Reproduce exactly, and only, the lines of the records running from the line containing "query (the noun phrase to segment): <item>hand" down through the line containing "152), (648, 150)]", including both of those lines.
— START OF Data entries —
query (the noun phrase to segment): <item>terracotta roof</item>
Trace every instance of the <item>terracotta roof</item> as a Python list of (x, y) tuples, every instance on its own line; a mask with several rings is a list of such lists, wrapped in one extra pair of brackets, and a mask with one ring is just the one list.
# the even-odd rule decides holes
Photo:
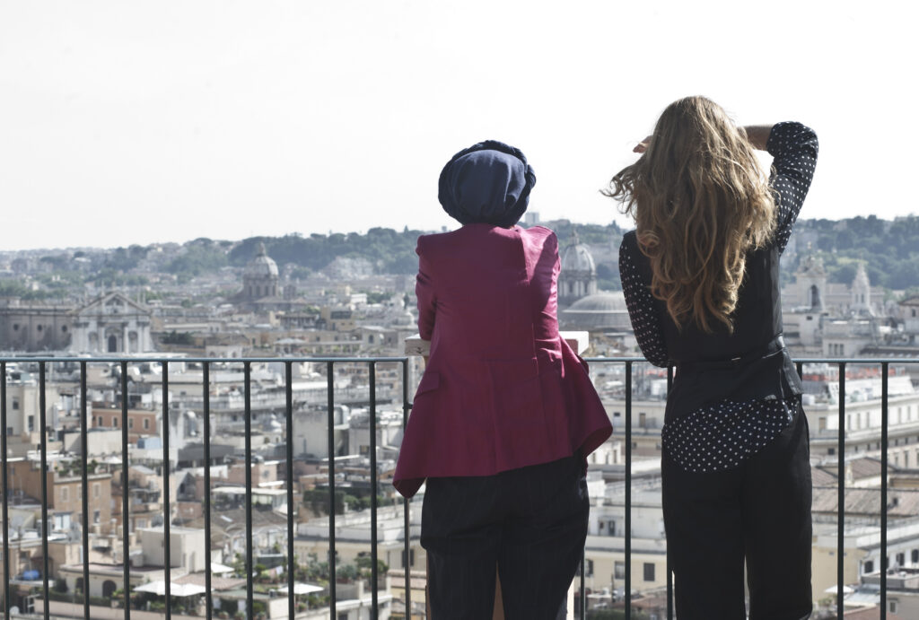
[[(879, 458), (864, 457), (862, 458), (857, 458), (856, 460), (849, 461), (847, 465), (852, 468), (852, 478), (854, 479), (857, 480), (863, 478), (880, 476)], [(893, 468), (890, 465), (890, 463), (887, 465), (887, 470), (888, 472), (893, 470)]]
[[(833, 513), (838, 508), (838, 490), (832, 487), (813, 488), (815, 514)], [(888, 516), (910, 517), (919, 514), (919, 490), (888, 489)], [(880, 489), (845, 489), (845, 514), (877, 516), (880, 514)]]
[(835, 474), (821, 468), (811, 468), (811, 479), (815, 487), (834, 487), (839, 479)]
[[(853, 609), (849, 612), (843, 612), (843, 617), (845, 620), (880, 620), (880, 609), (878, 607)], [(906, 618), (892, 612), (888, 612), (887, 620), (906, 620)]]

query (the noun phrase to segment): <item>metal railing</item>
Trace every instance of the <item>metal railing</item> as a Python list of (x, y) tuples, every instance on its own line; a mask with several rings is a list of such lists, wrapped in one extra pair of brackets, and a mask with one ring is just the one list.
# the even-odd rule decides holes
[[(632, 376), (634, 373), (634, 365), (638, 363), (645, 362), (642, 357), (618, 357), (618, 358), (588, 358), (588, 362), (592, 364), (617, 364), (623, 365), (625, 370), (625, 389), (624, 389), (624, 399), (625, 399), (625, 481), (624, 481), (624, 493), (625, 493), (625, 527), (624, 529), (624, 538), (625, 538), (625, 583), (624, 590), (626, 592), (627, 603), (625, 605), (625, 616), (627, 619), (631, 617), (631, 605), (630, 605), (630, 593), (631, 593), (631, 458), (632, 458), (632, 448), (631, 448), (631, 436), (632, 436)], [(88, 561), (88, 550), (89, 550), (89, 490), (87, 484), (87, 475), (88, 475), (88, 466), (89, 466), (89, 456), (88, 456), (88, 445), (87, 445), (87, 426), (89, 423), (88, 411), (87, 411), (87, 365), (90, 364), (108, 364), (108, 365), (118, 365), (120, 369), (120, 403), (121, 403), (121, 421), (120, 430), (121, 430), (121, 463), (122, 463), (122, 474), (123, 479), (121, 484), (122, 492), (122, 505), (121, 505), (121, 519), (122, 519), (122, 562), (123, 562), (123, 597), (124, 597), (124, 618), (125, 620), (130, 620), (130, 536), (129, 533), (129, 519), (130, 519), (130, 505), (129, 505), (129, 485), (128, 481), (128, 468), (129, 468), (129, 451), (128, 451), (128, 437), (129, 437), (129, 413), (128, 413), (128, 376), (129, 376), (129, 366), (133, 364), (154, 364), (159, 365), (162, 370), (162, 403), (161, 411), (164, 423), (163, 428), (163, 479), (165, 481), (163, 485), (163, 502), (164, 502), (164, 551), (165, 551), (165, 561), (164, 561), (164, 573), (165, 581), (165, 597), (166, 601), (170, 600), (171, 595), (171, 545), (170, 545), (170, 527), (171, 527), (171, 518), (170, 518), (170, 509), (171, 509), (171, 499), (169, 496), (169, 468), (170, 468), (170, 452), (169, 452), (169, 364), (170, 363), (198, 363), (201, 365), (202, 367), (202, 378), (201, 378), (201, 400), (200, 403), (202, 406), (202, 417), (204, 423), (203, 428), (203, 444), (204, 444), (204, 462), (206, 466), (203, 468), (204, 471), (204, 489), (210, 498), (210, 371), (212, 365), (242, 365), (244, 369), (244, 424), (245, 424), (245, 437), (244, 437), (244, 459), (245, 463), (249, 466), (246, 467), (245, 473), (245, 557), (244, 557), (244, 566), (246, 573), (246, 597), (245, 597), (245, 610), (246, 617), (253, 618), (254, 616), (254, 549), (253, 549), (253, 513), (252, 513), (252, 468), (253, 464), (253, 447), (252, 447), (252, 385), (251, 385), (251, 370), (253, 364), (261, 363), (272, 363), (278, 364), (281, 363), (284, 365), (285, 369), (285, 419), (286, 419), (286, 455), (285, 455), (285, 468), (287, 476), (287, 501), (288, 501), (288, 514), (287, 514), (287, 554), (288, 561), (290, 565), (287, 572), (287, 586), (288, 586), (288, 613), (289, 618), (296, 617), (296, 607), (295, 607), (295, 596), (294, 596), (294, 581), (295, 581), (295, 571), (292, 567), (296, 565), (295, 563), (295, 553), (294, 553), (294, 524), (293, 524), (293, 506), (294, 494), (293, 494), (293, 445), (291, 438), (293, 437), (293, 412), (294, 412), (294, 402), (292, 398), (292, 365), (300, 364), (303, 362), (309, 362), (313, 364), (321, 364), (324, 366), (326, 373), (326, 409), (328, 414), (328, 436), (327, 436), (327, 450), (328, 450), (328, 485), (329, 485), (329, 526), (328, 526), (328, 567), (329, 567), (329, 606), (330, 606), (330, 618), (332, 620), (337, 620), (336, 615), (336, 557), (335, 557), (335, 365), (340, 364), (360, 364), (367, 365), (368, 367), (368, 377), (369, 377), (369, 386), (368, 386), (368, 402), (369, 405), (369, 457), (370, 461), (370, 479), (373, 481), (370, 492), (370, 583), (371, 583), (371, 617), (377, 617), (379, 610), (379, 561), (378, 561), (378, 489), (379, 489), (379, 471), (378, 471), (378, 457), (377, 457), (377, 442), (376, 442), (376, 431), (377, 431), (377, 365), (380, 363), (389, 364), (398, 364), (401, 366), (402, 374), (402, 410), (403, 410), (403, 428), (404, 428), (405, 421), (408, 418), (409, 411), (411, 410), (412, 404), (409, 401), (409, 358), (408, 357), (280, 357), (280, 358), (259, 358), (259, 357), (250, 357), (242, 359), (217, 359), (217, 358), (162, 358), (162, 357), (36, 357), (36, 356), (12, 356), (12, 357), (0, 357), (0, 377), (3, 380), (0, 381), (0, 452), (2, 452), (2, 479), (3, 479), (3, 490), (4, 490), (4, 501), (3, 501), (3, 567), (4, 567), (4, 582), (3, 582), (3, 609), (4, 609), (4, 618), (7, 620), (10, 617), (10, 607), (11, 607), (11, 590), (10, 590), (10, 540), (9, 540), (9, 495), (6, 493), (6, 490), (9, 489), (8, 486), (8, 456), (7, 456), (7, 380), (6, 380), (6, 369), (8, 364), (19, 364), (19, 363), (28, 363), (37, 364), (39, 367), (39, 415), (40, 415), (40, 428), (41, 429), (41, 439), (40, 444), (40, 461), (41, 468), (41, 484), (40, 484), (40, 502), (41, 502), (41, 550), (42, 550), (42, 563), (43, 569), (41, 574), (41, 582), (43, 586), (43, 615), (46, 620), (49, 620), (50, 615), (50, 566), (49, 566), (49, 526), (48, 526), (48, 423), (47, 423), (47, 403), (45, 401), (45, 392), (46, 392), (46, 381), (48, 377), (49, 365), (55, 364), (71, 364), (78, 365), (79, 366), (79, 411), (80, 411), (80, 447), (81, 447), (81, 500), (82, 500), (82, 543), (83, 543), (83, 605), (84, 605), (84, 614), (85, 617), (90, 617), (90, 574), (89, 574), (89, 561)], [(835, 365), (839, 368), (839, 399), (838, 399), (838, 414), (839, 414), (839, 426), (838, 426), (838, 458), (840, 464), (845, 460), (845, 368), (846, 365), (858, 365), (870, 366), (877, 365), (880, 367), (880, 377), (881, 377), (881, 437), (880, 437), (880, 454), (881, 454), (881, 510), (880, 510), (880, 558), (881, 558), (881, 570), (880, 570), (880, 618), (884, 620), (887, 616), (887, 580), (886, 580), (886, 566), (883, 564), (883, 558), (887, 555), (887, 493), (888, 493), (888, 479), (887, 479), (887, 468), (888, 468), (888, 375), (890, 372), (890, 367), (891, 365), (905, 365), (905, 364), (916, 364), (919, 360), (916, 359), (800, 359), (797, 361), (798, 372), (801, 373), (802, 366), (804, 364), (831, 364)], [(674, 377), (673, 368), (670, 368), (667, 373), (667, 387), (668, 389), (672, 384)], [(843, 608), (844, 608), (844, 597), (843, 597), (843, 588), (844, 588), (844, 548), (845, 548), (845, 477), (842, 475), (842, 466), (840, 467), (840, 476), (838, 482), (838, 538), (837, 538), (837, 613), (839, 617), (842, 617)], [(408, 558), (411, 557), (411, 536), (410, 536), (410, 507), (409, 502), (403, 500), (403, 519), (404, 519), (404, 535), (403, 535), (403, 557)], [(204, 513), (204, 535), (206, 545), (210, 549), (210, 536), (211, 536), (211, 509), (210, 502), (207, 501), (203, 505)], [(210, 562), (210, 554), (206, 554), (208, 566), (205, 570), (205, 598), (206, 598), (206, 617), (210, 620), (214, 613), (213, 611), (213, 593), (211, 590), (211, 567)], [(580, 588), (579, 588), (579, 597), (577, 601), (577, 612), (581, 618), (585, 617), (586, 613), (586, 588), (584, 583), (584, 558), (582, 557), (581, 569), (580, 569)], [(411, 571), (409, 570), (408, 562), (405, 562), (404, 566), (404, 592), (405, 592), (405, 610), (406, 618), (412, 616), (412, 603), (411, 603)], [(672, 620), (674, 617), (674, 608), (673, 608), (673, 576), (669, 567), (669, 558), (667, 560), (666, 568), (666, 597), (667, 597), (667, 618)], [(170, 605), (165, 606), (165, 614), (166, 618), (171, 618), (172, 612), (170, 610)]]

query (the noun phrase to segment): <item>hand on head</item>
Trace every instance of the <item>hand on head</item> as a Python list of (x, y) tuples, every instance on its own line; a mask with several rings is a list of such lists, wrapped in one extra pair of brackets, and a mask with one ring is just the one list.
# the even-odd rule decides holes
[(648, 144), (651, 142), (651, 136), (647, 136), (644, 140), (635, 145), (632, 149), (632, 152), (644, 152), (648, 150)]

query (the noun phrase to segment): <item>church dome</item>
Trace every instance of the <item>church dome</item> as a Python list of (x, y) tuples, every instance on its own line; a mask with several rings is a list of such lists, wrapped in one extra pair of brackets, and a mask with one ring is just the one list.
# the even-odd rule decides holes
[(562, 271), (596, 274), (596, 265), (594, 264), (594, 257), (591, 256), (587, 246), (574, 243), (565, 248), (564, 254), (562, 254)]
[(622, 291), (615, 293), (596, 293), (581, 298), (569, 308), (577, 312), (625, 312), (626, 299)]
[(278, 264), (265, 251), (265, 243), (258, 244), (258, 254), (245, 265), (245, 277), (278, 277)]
— END OF Data entries —
* **Output**
query (the noun phrase to segment): <item>hand on head</item>
Trace every instance of the <item>hand on head</item> as a Python list of (x, y) tuples, every instance on its own line; a mask with several rings is a list of such lists, wrapped in one extra pair of brackets, and a mask with one ring is just the one list.
# the even-odd rule decides holes
[(648, 144), (651, 142), (651, 136), (647, 136), (644, 140), (635, 145), (632, 149), (632, 152), (644, 152), (648, 150)]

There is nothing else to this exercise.